**The request**
Gather each line in the items below that contains the string "brown" and copy those lines out in full.

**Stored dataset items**
——

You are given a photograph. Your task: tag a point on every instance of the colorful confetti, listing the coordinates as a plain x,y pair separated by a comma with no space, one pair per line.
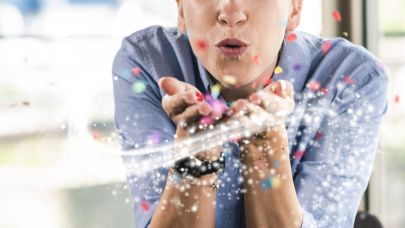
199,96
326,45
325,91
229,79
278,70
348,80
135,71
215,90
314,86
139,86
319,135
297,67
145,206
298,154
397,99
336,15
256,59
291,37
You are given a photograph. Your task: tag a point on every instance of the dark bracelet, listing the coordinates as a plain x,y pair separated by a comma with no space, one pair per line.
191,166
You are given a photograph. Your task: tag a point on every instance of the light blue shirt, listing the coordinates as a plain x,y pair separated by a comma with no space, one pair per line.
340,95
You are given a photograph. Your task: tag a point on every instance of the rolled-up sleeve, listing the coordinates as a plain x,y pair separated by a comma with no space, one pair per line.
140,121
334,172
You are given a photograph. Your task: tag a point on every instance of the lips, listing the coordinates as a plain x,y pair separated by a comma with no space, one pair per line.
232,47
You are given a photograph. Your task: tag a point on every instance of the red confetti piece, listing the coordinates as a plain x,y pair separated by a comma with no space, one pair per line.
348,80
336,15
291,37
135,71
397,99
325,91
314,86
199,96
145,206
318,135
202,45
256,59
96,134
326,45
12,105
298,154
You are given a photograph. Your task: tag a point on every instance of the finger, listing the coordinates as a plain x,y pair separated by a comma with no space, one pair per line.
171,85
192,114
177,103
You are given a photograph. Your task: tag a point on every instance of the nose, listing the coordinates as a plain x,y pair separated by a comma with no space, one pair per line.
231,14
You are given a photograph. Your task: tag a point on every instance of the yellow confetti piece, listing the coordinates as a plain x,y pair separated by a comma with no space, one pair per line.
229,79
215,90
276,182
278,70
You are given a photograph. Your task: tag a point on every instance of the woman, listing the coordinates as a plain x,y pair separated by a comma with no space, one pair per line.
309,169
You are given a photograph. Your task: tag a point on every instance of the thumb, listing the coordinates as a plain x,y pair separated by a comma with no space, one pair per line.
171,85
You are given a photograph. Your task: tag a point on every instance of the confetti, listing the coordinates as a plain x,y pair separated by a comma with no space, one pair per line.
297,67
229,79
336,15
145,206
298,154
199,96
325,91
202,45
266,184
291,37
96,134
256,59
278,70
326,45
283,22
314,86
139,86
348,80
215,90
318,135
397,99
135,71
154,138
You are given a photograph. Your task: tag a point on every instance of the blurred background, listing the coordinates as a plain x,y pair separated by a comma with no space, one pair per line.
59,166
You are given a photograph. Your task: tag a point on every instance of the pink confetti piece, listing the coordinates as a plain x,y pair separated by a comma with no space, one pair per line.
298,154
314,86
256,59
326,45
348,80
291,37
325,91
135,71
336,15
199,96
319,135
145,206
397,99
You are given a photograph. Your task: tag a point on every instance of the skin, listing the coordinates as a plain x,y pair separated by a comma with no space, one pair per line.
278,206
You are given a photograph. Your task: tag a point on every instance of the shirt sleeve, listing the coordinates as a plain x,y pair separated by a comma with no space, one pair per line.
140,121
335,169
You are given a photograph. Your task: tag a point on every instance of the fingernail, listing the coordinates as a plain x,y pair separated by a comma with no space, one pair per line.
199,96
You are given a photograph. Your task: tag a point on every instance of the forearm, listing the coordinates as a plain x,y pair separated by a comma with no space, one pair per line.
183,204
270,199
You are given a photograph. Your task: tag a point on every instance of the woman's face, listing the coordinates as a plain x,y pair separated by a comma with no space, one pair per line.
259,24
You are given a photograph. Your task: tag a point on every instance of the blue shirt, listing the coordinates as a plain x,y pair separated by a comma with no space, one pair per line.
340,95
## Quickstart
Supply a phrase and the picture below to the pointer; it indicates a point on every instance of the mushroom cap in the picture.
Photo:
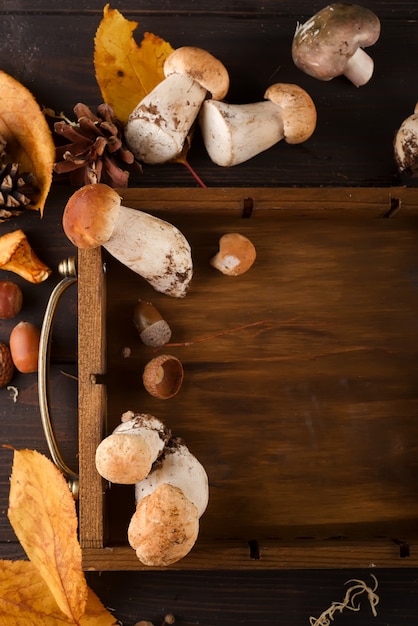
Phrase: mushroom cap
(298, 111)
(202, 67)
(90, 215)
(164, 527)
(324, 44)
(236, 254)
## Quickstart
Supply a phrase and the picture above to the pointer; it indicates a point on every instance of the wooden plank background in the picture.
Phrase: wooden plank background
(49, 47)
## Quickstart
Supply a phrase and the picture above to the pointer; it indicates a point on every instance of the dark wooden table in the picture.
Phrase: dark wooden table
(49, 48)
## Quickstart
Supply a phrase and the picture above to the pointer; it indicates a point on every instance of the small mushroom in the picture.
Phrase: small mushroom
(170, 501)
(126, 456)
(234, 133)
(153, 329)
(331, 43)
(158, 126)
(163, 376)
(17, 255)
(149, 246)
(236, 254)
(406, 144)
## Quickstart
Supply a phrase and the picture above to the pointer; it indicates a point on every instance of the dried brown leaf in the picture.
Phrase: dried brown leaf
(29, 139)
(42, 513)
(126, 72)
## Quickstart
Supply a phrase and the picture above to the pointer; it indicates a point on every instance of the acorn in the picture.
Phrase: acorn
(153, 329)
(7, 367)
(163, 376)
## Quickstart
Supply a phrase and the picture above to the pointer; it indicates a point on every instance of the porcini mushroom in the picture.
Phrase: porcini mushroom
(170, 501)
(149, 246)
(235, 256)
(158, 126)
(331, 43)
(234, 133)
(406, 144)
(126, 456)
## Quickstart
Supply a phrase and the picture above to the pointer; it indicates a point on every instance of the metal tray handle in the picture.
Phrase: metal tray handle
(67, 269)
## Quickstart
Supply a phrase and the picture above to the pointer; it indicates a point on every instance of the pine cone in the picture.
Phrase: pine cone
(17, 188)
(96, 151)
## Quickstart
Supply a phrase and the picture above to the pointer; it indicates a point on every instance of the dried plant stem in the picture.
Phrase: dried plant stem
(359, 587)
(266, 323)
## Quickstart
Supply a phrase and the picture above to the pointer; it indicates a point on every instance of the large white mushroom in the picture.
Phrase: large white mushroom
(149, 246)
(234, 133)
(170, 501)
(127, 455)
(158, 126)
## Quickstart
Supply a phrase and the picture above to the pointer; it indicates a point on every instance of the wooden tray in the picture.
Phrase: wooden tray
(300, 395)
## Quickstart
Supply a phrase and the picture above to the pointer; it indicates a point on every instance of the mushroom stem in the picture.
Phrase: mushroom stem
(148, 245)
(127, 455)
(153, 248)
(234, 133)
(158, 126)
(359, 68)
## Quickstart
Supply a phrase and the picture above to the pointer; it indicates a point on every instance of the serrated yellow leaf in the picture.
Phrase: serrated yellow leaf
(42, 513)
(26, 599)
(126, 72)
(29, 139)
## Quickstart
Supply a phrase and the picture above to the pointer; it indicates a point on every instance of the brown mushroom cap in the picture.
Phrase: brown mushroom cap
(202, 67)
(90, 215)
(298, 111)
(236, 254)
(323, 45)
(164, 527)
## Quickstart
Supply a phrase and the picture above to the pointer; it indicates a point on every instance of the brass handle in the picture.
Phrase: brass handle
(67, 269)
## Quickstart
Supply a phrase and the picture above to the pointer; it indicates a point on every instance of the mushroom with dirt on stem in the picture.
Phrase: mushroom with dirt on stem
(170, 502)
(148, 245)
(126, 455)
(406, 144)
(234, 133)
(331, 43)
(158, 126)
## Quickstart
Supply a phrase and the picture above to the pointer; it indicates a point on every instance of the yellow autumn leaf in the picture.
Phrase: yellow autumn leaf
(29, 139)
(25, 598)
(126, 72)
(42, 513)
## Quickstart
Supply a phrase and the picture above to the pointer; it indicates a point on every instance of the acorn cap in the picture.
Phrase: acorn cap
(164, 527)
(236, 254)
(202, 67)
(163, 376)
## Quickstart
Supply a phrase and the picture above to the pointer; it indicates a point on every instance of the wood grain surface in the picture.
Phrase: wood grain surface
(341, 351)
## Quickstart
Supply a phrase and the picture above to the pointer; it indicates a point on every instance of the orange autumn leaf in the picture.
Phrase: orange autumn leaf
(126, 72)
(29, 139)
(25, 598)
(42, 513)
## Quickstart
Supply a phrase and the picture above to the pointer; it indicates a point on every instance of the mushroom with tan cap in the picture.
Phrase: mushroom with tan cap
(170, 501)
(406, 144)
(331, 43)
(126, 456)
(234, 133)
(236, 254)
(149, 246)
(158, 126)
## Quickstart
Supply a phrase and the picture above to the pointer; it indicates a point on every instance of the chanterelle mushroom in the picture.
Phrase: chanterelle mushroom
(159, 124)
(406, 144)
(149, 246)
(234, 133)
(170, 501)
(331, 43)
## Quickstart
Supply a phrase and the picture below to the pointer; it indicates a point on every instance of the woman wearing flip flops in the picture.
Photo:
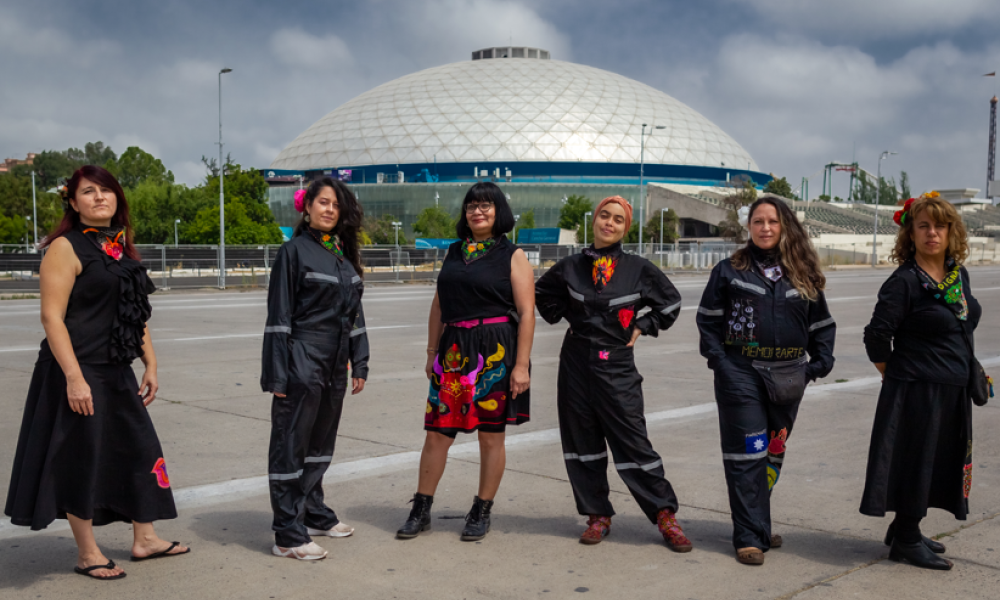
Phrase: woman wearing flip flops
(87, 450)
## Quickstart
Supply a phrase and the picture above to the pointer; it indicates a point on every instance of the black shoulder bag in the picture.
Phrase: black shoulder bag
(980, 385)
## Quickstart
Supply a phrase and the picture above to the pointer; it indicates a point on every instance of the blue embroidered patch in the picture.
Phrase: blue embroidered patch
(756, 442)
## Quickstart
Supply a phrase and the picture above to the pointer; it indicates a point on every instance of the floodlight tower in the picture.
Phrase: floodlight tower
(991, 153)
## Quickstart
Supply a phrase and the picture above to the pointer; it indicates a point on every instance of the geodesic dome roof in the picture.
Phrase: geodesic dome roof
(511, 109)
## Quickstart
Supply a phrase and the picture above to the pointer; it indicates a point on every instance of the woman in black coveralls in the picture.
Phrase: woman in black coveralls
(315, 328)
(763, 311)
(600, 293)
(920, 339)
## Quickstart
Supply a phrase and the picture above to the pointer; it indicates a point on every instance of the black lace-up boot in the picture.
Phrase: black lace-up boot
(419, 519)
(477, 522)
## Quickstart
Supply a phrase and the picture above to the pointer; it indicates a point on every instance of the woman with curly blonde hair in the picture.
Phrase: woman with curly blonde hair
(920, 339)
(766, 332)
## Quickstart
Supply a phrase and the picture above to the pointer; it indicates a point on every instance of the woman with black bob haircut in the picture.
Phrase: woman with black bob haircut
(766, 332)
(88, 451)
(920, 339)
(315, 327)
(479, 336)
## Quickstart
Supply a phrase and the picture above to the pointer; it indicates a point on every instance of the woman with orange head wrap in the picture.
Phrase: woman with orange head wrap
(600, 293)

——

**Worked solution**
Supply a phrase and the picture above to the pointer; it indicates a point on every instance of the dried brown leaf in the picture.
Phrase: dried brown leaf
Supply a phrase and the picture above to the pointer; it indicates a point on every instance of the brown mushroom cap in the picture.
Phrase: brown mushroom cap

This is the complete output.